TASK INSTRUCTIONS
Lay out every line of the data below as a Markdown table with the columns "Row" and "Text", numbering the rows and omitting blank lines. Leave the pictures out of the answer.

[Boundary annotation data]

###

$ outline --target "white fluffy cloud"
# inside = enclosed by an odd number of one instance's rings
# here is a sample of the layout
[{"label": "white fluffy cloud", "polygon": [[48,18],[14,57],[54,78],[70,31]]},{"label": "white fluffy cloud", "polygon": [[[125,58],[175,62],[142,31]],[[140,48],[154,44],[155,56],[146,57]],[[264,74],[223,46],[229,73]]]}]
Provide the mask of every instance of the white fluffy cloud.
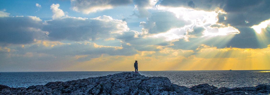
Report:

###

EXERCISE OUTPUT
| Row | Text |
|---|---|
| 1 | $ outline --target "white fluffy cloud" |
| 2 | # inside = enclosed by an odd number of one instance's rings |
| 3 | # here is a sample of the layout |
| 4 | [{"label": "white fluffy cloud", "polygon": [[48,18],[14,57],[54,78],[70,31]]},{"label": "white fluffy cloud", "polygon": [[[125,58],[175,62],[142,31]],[[140,48],[154,44],[155,56],[146,57]],[[264,74],[223,46],[229,73]]]}] |
| 5 | Provide the mask of every instance of the white fluffy cloud. |
| 6 | Report: |